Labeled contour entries

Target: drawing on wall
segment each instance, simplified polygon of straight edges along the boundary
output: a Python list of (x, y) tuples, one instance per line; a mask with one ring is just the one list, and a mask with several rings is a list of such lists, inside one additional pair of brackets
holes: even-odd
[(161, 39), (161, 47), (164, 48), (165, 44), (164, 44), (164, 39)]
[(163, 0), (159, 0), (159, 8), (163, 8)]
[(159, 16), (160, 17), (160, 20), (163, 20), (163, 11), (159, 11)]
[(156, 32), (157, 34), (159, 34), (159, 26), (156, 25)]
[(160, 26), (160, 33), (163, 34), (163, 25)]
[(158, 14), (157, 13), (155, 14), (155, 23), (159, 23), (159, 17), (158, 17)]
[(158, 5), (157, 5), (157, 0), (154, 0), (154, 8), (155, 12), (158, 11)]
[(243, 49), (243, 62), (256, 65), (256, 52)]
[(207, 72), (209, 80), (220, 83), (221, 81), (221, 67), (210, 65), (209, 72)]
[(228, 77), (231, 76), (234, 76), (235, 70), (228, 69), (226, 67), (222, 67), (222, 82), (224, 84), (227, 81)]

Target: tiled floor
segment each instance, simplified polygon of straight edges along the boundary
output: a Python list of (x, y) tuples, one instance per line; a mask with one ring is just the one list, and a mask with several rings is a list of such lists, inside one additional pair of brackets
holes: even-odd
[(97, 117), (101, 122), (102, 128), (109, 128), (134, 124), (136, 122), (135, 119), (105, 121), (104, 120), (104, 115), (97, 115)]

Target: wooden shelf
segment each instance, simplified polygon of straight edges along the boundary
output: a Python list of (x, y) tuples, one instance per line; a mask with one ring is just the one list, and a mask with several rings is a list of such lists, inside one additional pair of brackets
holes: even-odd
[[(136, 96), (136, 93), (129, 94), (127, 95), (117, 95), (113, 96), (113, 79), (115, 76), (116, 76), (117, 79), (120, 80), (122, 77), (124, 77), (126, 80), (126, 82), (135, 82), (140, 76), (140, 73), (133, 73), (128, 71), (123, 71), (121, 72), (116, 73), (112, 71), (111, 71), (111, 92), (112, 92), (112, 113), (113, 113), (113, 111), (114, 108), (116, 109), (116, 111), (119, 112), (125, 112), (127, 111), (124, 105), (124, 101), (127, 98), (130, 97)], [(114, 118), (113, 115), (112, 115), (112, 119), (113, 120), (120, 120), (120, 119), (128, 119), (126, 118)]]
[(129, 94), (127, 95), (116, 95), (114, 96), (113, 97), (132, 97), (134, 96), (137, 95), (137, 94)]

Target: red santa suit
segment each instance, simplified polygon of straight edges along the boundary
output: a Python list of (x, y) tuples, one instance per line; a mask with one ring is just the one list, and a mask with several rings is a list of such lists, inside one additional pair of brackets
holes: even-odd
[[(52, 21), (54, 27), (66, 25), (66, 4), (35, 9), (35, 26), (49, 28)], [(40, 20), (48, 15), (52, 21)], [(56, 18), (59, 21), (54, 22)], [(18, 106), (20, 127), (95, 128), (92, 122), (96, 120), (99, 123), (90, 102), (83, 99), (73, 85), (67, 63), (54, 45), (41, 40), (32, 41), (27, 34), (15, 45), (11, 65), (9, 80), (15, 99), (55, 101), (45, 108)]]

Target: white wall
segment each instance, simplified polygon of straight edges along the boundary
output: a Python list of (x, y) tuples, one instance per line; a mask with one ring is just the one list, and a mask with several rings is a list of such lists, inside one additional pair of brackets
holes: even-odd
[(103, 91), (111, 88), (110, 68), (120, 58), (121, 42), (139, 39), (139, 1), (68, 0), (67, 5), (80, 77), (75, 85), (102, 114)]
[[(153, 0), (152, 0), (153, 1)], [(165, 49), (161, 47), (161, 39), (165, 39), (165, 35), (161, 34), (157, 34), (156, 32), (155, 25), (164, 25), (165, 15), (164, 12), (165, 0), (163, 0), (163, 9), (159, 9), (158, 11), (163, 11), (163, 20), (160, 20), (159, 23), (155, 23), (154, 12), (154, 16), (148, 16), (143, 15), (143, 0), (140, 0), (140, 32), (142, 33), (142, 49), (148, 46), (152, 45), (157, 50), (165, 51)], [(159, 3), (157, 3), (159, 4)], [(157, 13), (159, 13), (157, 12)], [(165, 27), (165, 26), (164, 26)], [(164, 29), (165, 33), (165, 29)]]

* [Exercise details]: Rewrite the entries beginning at the line that contains "Target: wooden shelf" and stopping after the line that contains "101), (45, 108)]]", switching "even-odd" to "nonzero" and leaving everything else unchanged.

* [Solution to this task]:
Target: wooden shelf
segment each instance, simplified polygon of straight edges along the boundary
output: a Python list of (x, y) tuples, one instance per line; a mask with one ring is just the one list, and a mask with several rings is a list of such lists, inside one additional pair of brackets
holes: nonzero
[[(136, 96), (136, 93), (129, 94), (127, 95), (117, 95), (113, 96), (113, 79), (115, 76), (116, 76), (117, 79), (120, 80), (122, 77), (124, 77), (126, 80), (126, 82), (135, 82), (140, 76), (140, 73), (133, 73), (128, 71), (123, 71), (121, 72), (116, 73), (112, 71), (111, 71), (111, 92), (112, 92), (112, 113), (113, 113), (113, 111), (114, 108), (116, 109), (116, 111), (119, 112), (125, 112), (127, 111), (124, 105), (124, 101), (127, 98), (130, 97)], [(114, 118), (113, 115), (112, 115), (112, 119), (113, 120), (120, 120), (120, 119), (128, 119), (126, 118)]]
[(129, 94), (127, 95), (116, 95), (114, 96), (113, 97), (132, 97), (134, 96), (137, 95), (137, 94)]

Target: red santa suit
segment each instance, simplified polygon of straight edges along the boundary
output: a Python list of (x, y) tuples, one instance per line; a mask with one ring is just the one list, and a mask with several rings is a list of such lists, inside one additional pair of brackets
holes: nonzero
[[(52, 21), (54, 27), (66, 25), (66, 4), (35, 9), (35, 26), (49, 28)], [(40, 20), (48, 15), (52, 21)], [(56, 18), (59, 21), (54, 22)], [(18, 106), (20, 127), (95, 128), (92, 122), (96, 120), (99, 123), (90, 102), (83, 99), (73, 85), (67, 63), (54, 45), (41, 40), (32, 41), (27, 34), (15, 45), (11, 65), (9, 80), (15, 99), (55, 101), (45, 108)]]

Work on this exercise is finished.